Work order: Would you restate all the entries exactly, leaving nothing out?

Records for this exercise:
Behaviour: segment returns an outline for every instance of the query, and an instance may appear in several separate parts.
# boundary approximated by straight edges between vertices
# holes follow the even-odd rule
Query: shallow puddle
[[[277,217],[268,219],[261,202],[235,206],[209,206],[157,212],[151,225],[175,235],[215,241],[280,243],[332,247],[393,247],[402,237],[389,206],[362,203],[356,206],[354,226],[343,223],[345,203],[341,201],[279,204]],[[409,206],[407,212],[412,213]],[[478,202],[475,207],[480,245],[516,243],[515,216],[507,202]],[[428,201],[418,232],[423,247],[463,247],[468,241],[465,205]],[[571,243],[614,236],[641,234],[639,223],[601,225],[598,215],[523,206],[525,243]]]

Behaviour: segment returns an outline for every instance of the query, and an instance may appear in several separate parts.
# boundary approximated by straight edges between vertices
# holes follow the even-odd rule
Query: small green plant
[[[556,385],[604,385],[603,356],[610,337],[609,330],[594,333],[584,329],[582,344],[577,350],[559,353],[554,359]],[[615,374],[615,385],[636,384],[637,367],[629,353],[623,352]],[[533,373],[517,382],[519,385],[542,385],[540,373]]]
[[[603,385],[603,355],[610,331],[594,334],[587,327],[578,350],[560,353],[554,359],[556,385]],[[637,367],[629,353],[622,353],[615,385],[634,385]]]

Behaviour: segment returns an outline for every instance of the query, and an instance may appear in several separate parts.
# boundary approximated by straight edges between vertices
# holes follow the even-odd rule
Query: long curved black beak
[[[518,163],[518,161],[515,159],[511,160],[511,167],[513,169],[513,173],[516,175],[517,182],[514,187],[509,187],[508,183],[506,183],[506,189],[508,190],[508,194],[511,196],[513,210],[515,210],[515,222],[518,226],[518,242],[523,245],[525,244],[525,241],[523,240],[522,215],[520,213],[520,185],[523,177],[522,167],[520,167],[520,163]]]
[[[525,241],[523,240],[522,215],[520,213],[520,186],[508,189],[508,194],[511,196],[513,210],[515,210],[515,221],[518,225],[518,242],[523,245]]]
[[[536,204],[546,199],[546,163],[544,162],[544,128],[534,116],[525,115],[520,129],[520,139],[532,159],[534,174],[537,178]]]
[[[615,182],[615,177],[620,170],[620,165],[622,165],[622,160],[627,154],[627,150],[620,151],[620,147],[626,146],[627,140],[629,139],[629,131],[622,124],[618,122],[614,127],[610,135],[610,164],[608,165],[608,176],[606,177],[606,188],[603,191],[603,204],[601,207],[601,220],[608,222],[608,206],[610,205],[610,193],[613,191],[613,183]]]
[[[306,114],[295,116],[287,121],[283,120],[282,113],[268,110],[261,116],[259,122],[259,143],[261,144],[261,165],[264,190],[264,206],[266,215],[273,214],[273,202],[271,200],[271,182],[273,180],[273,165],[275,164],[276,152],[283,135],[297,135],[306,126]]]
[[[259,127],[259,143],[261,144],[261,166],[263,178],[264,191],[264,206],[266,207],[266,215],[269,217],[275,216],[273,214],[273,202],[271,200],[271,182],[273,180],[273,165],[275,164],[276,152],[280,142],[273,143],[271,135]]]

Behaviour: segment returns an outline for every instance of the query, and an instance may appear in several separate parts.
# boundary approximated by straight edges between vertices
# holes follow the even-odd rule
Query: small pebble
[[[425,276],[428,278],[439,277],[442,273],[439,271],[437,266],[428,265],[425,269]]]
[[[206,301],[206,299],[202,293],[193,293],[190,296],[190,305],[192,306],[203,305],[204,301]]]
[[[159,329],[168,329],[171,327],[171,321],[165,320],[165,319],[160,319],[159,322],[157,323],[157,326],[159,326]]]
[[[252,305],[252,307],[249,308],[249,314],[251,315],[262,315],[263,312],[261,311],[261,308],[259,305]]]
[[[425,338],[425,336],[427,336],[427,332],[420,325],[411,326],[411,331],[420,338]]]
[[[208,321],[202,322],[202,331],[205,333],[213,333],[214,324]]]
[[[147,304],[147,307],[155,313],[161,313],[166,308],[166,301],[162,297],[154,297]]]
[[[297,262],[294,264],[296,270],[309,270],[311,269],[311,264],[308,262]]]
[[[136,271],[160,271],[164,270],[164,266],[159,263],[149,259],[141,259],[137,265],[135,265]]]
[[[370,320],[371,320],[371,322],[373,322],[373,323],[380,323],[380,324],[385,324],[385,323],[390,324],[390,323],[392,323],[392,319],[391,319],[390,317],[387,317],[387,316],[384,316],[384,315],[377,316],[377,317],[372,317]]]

Exercise solution:
Behaviour: segment returns an outline for every instance of the query, and an instance may appear in several separate parts.
# boundary approximated by straight edges between vertices
# holes follow the even-odd rule
Query: shallow puddle
[[[277,217],[268,219],[261,202],[235,206],[209,206],[157,212],[151,225],[175,235],[215,241],[280,243],[332,247],[393,247],[402,237],[389,206],[362,203],[356,206],[354,226],[343,223],[345,203],[341,201],[279,204]],[[409,206],[407,212],[412,213]],[[478,202],[475,207],[480,245],[516,243],[515,216],[507,202]],[[428,201],[418,232],[423,247],[463,247],[468,241],[465,205]],[[571,243],[614,236],[641,234],[639,223],[601,225],[598,215],[523,206],[525,243]]]

Behaviour: segment returns an outline for every instance of the query, and an instance may appear in several separate parts.
# boundary approximated by straight edges between vertices
# holes follow the even-odd rule
Query: small green plant
[[[556,385],[604,385],[603,356],[610,337],[609,330],[594,333],[584,329],[582,344],[577,350],[559,353],[554,359]],[[615,374],[615,385],[636,384],[637,367],[629,353],[623,352]],[[533,373],[517,382],[519,385],[542,385],[540,373]]]
[[[603,385],[603,355],[610,331],[594,334],[587,327],[578,350],[560,353],[554,359],[556,385]],[[637,367],[629,353],[622,353],[615,385],[634,385]]]

Behaviour: segment returns an outline for every instance of the query, and an instance may appear in several separate parts.
# boundary approximated by straight edges between vertices
# holes follow the even-odd rule
Query: long curved black beak
[[[518,163],[518,161],[515,159],[511,160],[511,167],[513,169],[513,173],[516,175],[517,182],[514,187],[509,187],[508,183],[506,183],[506,189],[508,190],[508,194],[511,196],[513,210],[515,210],[515,222],[518,226],[518,242],[523,245],[525,244],[525,241],[523,240],[522,215],[520,213],[520,185],[523,177],[522,167],[520,167],[520,163]]]
[[[525,241],[523,240],[522,215],[520,213],[520,186],[508,189],[508,194],[511,196],[513,210],[515,210],[515,221],[518,225],[518,242],[523,245]]]
[[[536,204],[546,199],[546,163],[544,162],[544,128],[534,116],[525,115],[520,129],[520,139],[532,159],[534,174],[537,178]]]
[[[615,182],[615,177],[620,170],[620,165],[622,165],[622,160],[627,154],[627,150],[620,151],[620,147],[626,146],[627,140],[629,139],[629,131],[622,124],[618,122],[614,127],[610,135],[610,164],[608,165],[608,176],[606,177],[606,188],[603,191],[603,204],[601,207],[601,220],[608,222],[608,206],[610,205],[610,193],[613,191],[613,183]]]
[[[306,114],[295,116],[287,121],[283,120],[282,113],[268,110],[261,116],[259,122],[259,143],[261,144],[261,165],[264,190],[264,206],[266,215],[273,214],[273,202],[271,200],[271,182],[273,180],[273,165],[275,164],[276,152],[283,135],[297,135],[306,126]]]
[[[259,127],[259,143],[261,144],[261,166],[263,178],[264,191],[264,206],[266,207],[266,215],[269,217],[275,216],[273,214],[273,202],[271,200],[271,182],[273,180],[273,165],[275,164],[276,152],[280,142],[273,143],[271,135]]]

Behaviour: segment returns an outline for every instance of the query, and an instance may appear in several separate parts.
# boundary approximated by straight edges between vertices
# holes follow the even-odd rule
Query: small pebble
[[[425,276],[428,278],[439,277],[442,273],[439,271],[437,266],[428,265],[425,269]]]
[[[206,301],[206,299],[202,293],[193,293],[190,296],[190,305],[192,306],[203,305],[204,301]]]
[[[159,329],[168,329],[171,327],[171,321],[165,320],[165,319],[160,319],[159,322],[157,323],[157,326],[159,326]]]
[[[252,305],[252,307],[249,308],[249,314],[251,315],[262,315],[263,312],[261,311],[261,308],[259,305]]]
[[[425,338],[425,336],[427,336],[427,332],[420,325],[411,326],[411,331],[420,338]]]
[[[208,321],[202,322],[202,331],[205,333],[213,333],[214,324]]]
[[[147,304],[147,307],[155,313],[161,313],[166,308],[166,301],[162,297],[154,297]]]
[[[297,262],[294,264],[296,270],[309,270],[311,269],[311,264],[308,262]]]
[[[136,271],[160,271],[164,270],[164,266],[159,263],[149,259],[141,259],[137,265],[135,265]]]
[[[370,320],[371,320],[371,322],[373,322],[373,323],[380,323],[380,324],[385,324],[385,323],[390,324],[390,323],[392,323],[392,319],[391,319],[390,317],[387,317],[387,316],[384,316],[384,315],[377,316],[377,317],[372,317]]]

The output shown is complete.